BEGIN Task input

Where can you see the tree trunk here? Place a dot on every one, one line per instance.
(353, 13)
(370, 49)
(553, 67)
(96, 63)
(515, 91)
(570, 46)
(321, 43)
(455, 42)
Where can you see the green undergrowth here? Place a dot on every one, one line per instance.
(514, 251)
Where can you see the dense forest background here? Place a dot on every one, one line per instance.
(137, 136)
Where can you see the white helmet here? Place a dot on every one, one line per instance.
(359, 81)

END Task input
BEGIN Task input

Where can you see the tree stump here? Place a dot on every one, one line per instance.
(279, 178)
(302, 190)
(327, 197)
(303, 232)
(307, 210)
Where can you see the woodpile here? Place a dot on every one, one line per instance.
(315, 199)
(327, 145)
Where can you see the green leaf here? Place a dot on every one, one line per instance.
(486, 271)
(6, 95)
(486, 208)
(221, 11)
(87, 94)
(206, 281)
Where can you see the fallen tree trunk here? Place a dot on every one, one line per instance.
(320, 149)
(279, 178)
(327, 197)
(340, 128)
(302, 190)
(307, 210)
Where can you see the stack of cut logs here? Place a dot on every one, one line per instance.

END Task input
BEGIN Task input

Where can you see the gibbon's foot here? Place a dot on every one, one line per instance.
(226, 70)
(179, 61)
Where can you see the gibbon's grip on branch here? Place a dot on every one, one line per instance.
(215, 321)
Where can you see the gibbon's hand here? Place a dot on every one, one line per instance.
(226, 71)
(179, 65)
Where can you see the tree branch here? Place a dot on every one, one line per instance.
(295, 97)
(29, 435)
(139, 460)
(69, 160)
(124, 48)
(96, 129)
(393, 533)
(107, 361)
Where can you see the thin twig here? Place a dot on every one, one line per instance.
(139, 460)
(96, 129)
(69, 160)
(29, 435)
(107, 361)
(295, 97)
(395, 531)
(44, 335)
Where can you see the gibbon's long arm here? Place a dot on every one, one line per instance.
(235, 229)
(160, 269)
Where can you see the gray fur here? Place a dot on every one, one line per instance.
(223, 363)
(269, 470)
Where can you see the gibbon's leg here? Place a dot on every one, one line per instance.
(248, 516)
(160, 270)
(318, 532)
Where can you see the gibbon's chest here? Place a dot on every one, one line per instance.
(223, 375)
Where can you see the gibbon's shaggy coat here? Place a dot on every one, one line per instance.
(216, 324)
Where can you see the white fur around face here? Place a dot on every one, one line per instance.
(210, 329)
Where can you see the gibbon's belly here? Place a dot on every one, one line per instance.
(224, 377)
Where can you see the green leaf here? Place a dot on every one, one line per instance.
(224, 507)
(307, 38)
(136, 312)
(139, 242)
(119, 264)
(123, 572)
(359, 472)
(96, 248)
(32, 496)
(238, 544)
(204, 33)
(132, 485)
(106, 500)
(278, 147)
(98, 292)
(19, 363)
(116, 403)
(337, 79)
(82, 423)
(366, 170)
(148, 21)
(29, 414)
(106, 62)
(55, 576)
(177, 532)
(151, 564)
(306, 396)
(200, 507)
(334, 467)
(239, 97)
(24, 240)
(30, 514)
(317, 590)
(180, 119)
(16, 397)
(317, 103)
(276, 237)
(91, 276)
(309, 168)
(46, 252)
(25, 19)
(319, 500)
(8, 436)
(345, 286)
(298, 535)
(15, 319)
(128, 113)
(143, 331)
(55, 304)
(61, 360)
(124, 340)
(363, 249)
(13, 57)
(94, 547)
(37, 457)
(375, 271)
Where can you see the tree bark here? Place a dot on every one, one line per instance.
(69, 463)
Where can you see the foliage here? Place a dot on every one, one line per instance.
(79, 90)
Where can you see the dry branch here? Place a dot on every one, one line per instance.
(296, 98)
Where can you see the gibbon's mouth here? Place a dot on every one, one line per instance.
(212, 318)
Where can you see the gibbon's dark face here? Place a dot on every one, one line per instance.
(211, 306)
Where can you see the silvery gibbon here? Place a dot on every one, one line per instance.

END Task input

Your task => Copy the data verbatim, from the line with "Where can you see the fallen" to the line with "Where can you see the stack", both lines included.

Task solution =>
Where can you see the fallen tree trunk here? Place a dot on every one, one line per instance.
(320, 149)
(279, 178)
(327, 197)
(340, 128)
(302, 190)
(307, 210)
Where can you see the stack of cut logs here? Place a dot on every one, one line per instance.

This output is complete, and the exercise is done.